WHAT IS NEEDED: Reproduce every one of the entries below word for word, with no changes.

begin STORED DATA

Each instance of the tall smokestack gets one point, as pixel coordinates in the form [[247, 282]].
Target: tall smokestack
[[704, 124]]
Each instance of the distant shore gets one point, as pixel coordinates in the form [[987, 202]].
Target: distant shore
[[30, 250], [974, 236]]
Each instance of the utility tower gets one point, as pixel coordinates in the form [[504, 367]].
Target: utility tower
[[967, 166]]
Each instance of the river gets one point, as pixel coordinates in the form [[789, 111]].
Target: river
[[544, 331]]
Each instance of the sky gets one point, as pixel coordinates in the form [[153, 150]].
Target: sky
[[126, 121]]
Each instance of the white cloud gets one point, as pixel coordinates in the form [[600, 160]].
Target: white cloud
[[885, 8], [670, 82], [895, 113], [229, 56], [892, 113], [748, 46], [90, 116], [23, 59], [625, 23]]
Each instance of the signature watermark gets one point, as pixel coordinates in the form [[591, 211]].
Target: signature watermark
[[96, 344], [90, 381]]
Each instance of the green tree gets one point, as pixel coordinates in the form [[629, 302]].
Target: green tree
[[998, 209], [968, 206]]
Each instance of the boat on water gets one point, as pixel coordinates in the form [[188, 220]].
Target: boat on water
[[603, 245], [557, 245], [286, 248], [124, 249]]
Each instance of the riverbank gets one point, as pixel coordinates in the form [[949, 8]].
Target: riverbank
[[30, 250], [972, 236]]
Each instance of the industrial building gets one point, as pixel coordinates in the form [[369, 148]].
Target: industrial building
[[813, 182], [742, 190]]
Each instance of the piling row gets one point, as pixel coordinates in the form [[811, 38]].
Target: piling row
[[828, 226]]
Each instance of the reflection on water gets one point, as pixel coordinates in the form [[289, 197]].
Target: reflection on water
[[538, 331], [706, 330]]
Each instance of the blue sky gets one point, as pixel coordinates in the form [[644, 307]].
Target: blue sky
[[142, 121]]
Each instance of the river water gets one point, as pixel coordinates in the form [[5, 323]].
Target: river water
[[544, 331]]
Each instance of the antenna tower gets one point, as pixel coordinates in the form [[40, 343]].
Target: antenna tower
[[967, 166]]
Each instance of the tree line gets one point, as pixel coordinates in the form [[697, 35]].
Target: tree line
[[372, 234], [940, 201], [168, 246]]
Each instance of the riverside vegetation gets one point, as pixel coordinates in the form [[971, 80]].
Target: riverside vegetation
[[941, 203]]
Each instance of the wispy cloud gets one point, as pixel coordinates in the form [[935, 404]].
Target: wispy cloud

end STORED DATA

RESULT OF THE EXERCISE:
Each instance of the tall smokestack gets one point, as pixel coordinates in the form [[247, 282]].
Target: tall smokestack
[[704, 124]]
Each instance of the distant shore gets one point, as pixel coordinates in the form [[987, 202]].
Target: distant shore
[[30, 250], [974, 236]]
Each instance of the utility tower gets one point, as pixel coordinates in the form [[504, 367]].
Target: utility tower
[[967, 166]]
Each instance of the river gets one point, as pixel coordinates in the form [[789, 111]].
Target: river
[[544, 331]]
Each instance of the sky gets one point, as pixel coordinates in the form [[153, 150]].
Target: sky
[[126, 121]]
Each instance of the white cloud gets one point, as pixel coordinates in the form [[600, 160]].
Target: white cloud
[[885, 8], [670, 82], [895, 113], [229, 56], [892, 113], [748, 46], [90, 116], [23, 59], [625, 23]]
Each instance of the signature watermark gets one point, as pixel coordinates in the form [[591, 211]].
Target: signature watermark
[[96, 344], [90, 381]]
Each instance of the green tree gets one point, as pixel coordinates in the form [[629, 302]].
Target: green tree
[[998, 209], [968, 206]]
Each instance of the boat on water gets one point, as pixel coordinates in the form [[188, 220]].
Target: boat on water
[[603, 245], [557, 245], [286, 248], [124, 249]]
Each instance of the riverbank gets one point, as pixel coordinates in the form [[949, 8]].
Target: riverbank
[[30, 250], [972, 236]]
Each instance of the industrial building gets one point, as pixel coordinates in the form [[369, 148]].
Target: industrial building
[[813, 182], [742, 190]]
Each instance of the piling row gets one point, as pixel coordinates in the form [[811, 38]].
Target: piling row
[[828, 226]]
Each instance of the reflection on water gets one point, as pixel coordinates in the form [[289, 197]].
Target: reflection on water
[[538, 331], [706, 330]]
Each instance of the blue sky gets one point, as pixel coordinates in the form [[644, 307]].
Target: blue sky
[[142, 121]]
Each instance of the river water gets one point, as pixel coordinates in the form [[5, 323]].
Target: river water
[[544, 331]]
Each instance of the antenna tower gets one point, as pixel coordinates in the form [[40, 343]].
Target: antenna tower
[[967, 166]]
Each instance of the tree line gets one point, as pixel coordinates in the form [[697, 35]].
Target: tree line
[[372, 234], [940, 201], [168, 246]]
Each instance of the riverside vegetation gets one point, as pixel coordinates in the form [[971, 80]].
Target: riverside vegetation
[[941, 203]]
Each instance of the wispy cloud gets one point, as pixel coordinates in the form [[935, 404]].
Target: wispy cloud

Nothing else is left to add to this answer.